■ SOURCE MATERIAL
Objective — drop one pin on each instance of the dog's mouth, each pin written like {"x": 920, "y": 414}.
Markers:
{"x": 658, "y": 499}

--

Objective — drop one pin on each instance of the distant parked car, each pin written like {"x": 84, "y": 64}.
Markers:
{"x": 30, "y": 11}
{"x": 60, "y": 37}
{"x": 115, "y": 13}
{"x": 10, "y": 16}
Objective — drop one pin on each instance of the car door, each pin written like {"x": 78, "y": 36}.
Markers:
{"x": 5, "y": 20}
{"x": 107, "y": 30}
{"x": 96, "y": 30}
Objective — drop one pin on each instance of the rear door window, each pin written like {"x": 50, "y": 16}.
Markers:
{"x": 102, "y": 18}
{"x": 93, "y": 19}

■ EXERCISE DESCRIPTION
Retrieve every line above holding the word "drop".

■ PROBLEM SOLUTION
Objective — drop one pin on each instance of the dog's mouth, each pin written like {"x": 920, "y": 414}.
Objective — drop one pin on each instance of the distant parked car, each pin written like {"x": 84, "y": 64}.
Objective — drop one pin on each instance of the car door, each pin written like {"x": 78, "y": 36}.
Objective — drop one pin on each instance of the rear door window, each pin written like {"x": 50, "y": 16}.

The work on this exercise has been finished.